## [GOAL]
Rewrite the rows in the stretch from the line containing "Exercise. Spot the teapot" through the line containing "(1023, 396)", putting "mark" in place of "annotate" and changing nothing else. Give only those lines.

Begin EXCERPTED DATA

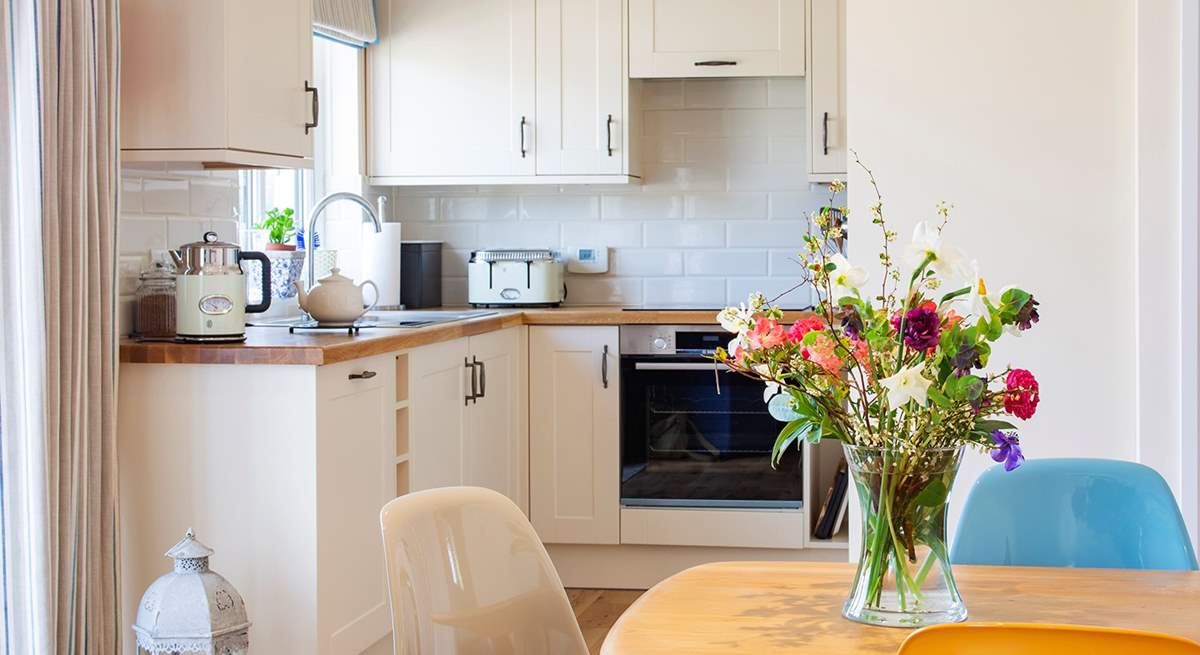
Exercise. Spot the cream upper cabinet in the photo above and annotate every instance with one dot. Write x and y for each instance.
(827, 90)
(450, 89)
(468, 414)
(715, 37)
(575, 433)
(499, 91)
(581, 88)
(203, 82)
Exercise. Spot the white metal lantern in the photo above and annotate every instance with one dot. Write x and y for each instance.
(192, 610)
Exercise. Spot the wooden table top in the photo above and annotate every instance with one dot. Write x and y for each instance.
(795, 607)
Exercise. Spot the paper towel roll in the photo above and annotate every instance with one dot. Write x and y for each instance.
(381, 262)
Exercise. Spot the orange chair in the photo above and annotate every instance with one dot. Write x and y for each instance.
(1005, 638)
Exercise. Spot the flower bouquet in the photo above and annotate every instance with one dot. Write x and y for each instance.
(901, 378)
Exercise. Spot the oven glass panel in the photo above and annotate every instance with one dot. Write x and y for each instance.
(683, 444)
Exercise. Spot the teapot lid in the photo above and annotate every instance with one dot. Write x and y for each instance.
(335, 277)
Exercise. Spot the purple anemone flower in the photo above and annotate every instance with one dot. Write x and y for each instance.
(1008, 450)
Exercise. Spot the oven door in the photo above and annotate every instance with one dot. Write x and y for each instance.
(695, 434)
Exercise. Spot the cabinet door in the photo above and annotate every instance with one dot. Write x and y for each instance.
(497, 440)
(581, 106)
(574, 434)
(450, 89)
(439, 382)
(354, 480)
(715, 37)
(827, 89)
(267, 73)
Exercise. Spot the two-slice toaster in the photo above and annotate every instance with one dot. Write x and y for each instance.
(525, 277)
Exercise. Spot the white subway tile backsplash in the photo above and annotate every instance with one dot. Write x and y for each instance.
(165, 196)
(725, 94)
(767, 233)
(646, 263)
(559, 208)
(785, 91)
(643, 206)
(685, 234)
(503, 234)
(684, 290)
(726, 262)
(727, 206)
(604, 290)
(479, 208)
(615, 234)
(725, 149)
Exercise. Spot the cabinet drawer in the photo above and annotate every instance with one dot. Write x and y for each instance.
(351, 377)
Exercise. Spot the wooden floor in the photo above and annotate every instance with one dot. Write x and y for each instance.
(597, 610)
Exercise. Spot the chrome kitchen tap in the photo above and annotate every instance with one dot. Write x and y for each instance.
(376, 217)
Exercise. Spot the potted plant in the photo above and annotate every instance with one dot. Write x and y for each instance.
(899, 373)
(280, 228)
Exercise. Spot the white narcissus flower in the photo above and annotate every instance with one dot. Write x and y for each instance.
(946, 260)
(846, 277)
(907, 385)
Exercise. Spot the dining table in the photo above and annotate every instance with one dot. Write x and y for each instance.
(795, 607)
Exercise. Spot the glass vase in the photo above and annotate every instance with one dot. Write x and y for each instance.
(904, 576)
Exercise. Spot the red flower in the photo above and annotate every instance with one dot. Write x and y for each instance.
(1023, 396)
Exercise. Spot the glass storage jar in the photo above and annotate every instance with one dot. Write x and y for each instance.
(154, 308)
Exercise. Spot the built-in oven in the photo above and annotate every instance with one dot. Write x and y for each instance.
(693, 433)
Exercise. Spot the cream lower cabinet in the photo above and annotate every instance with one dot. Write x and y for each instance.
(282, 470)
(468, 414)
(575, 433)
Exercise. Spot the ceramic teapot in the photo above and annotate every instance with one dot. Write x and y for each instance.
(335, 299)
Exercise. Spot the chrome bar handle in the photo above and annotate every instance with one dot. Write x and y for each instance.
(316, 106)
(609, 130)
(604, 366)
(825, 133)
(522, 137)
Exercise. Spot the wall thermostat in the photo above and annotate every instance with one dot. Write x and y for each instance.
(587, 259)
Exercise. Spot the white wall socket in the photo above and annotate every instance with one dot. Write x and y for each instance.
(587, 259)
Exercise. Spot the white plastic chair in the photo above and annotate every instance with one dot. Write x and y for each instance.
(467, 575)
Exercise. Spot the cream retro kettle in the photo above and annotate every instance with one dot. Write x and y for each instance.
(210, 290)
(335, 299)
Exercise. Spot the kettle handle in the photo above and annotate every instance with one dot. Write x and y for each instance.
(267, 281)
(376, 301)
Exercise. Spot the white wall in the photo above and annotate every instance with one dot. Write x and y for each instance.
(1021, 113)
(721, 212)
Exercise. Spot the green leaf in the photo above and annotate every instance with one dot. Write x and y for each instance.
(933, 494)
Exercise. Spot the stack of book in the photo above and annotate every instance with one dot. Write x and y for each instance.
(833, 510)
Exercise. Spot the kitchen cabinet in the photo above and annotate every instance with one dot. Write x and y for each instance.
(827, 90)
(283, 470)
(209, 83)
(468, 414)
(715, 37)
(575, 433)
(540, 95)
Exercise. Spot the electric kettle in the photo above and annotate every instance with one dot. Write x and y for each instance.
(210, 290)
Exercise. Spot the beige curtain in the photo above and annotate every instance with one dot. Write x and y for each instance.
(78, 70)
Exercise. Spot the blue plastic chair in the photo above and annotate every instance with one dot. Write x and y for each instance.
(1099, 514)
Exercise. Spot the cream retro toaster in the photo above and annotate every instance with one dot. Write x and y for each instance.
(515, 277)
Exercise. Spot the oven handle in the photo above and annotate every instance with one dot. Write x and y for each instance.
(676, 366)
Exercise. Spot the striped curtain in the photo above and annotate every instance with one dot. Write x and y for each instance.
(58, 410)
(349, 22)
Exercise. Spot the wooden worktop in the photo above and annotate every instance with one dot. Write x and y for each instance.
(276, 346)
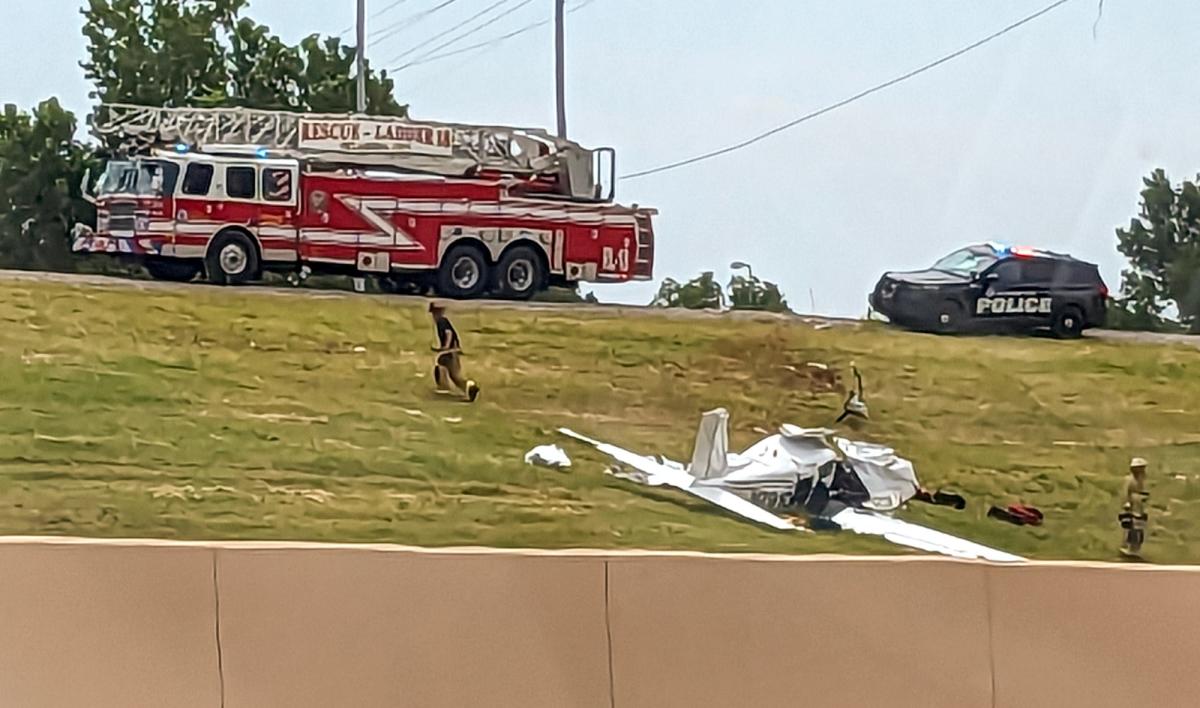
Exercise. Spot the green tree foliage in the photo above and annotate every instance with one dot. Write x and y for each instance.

End EXCERPTED DATA
Begin EXCERPTED DATA

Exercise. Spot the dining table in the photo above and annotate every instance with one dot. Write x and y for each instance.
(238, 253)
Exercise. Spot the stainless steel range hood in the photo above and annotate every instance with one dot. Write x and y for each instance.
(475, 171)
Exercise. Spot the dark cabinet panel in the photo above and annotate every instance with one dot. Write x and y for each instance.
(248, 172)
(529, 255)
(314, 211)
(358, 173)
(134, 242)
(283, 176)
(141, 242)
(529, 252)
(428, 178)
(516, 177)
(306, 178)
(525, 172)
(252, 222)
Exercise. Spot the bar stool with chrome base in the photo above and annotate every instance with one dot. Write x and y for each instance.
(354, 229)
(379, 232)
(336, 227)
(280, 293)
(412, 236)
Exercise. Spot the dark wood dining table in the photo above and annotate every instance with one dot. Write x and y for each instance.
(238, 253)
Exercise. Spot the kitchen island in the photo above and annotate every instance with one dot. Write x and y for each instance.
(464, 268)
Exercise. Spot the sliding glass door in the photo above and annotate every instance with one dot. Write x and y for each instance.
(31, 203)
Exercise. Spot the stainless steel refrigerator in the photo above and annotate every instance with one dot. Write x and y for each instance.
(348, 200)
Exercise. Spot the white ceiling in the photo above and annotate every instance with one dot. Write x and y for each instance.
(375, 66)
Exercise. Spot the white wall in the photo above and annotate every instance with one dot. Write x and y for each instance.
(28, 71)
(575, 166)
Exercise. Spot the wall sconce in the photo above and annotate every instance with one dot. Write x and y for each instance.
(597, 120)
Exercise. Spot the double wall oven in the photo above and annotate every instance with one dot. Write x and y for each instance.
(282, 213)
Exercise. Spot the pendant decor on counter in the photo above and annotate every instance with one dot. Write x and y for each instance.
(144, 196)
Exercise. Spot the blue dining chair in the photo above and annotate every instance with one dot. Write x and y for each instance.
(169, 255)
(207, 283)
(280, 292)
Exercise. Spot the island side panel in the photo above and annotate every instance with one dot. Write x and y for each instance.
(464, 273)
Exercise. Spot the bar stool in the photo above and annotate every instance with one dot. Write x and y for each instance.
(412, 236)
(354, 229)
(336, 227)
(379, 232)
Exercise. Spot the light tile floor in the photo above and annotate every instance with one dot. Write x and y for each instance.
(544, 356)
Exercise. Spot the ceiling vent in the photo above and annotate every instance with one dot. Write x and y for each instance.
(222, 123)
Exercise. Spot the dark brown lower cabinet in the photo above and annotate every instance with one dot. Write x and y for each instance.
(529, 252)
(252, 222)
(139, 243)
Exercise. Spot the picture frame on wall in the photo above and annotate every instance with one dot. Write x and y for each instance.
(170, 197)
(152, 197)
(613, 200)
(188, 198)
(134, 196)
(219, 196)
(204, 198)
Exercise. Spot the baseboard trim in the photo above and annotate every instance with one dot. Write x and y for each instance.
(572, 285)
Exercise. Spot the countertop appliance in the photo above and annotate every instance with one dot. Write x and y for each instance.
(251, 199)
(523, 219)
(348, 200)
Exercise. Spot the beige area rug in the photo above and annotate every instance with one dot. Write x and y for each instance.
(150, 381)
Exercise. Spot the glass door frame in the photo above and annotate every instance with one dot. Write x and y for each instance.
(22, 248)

End EXCERPTED DATA
Begin EXCERPTED DATA

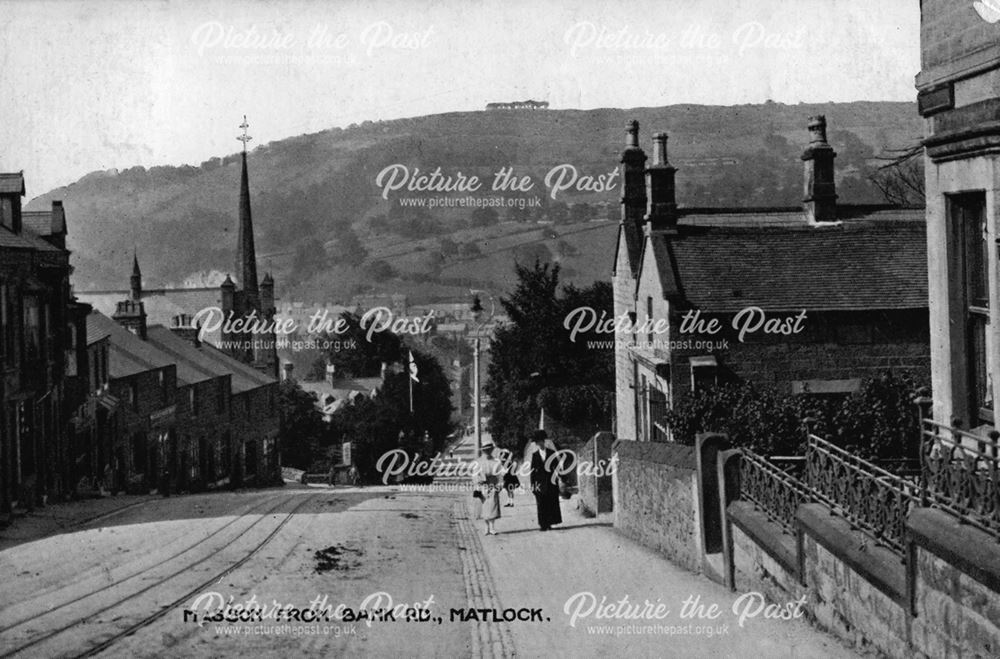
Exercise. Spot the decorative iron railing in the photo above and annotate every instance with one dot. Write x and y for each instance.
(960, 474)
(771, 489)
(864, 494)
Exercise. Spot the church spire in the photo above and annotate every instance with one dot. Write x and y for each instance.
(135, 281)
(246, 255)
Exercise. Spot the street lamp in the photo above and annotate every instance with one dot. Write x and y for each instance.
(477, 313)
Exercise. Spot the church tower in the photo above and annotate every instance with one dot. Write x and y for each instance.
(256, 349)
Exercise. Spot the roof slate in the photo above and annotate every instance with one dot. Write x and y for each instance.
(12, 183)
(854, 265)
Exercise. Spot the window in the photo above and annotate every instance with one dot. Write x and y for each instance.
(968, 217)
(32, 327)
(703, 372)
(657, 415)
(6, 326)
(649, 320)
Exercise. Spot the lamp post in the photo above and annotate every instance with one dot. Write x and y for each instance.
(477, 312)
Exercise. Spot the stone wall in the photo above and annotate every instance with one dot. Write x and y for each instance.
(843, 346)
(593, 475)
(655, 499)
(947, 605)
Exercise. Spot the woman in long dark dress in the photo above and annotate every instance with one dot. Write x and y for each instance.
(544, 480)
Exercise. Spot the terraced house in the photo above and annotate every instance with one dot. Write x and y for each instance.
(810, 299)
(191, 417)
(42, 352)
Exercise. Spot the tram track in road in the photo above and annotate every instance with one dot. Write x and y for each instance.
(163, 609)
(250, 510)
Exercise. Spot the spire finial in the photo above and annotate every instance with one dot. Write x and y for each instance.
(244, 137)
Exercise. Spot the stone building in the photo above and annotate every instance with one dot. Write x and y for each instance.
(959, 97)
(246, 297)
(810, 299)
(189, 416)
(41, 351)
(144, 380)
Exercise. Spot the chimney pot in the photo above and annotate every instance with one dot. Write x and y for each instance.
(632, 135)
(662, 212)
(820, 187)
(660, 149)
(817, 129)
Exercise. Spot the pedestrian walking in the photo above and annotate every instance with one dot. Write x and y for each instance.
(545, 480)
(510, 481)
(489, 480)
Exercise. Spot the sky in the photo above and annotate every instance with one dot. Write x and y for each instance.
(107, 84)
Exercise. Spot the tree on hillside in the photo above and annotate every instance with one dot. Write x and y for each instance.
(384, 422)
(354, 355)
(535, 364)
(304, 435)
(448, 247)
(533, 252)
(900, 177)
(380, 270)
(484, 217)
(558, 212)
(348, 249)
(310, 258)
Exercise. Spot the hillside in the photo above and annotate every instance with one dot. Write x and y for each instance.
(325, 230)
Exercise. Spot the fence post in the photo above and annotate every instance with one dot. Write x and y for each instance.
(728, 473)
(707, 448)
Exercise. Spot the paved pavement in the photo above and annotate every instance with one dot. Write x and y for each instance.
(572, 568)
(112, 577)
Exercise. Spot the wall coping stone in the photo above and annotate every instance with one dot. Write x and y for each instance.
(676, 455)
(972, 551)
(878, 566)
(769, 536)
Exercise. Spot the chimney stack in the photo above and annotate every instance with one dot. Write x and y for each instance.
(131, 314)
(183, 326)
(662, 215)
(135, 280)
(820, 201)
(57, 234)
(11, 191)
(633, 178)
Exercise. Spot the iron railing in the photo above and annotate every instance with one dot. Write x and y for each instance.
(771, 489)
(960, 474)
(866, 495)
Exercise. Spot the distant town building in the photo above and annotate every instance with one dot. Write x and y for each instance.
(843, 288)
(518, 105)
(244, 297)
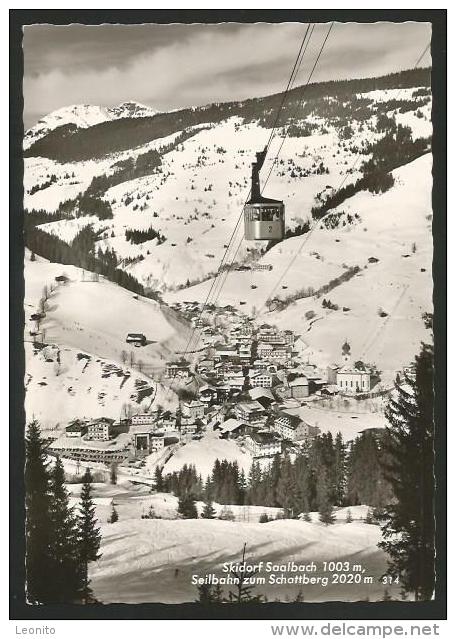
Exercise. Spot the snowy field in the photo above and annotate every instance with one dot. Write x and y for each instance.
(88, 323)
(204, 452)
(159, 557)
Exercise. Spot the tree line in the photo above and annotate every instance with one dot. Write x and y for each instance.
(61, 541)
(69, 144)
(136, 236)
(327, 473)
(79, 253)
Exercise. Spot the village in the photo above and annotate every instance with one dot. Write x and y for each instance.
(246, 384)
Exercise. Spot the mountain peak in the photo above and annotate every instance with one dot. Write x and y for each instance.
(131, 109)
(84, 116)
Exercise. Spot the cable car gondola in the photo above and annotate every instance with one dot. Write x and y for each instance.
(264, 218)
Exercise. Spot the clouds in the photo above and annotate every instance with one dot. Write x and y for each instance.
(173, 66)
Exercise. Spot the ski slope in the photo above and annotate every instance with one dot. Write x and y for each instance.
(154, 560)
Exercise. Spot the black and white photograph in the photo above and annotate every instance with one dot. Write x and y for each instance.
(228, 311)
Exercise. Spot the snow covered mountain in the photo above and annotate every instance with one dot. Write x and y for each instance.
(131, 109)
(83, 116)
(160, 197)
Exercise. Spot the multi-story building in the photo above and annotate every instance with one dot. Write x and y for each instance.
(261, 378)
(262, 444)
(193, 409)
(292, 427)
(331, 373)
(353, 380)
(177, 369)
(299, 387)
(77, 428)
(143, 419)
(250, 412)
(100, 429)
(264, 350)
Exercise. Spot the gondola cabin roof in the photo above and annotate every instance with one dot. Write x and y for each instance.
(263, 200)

End EXCERPTED DATA

## [TASK OUTPUT]
Exercise. Spot the teapot lid in the photo above and mark every instance with one dot. Write x and y for each instance.
(335, 277)
Exercise. Spot the purple anemone flower in the photo above and mark every instance with one dot. Write x and y for each instance.
(1008, 450)
Exercise. Spot the oven door in the photo above and mark every instance with one dot. Write x and y for each instance.
(695, 434)
Exercise. Spot the cabinet door in the photo above and mark every instance with one dot. Write x and y for each instance.
(497, 440)
(581, 106)
(574, 434)
(450, 89)
(439, 382)
(354, 480)
(715, 37)
(827, 89)
(267, 73)
Exercise. Spot the two-slice toaster in the photo above and mark every instance with one dot. Write x and y for each instance.
(525, 277)
Exercise. Spot the white subway tile backsplash in the photo above and mark every instance with one dot. Write x and y for each instance.
(165, 196)
(725, 94)
(767, 233)
(646, 263)
(559, 208)
(785, 91)
(643, 206)
(685, 234)
(503, 234)
(684, 290)
(726, 262)
(727, 206)
(604, 290)
(479, 208)
(615, 234)
(725, 149)
Exercise. Spot the cabinet drawer in the photo above and mark every instance with one dot. Write x and y for each instance.
(351, 377)
Exercise. Spot the wooden floor in the photo above and mark every instance with one dot. Write x and y for each instance.
(597, 610)
Exercise. Spot the chrome kitchen tap in the photo above and mark every instance with one dot. Write x and y for each instance.
(376, 217)
Exercise. Spot the potted plant in the photo above and mark every instance with one dot. Write x and y for each instance.
(899, 373)
(280, 228)
Exercise. Spot the white narcissus flower in the photo above and mark every instance with one dot. Write x and y for each instance.
(946, 260)
(846, 277)
(907, 385)
Exercise. Spot the dining table in the photo above and mark every instance with one dot. Write x and y for each instance.
(795, 607)
Exercise. Spot the glass vase in the photo above and mark every instance with one dot. Write x and y for each instance.
(904, 576)
Exercise. Spot the red flower in the photo above and mark every instance with one dot. Write x and y for each instance.
(1023, 396)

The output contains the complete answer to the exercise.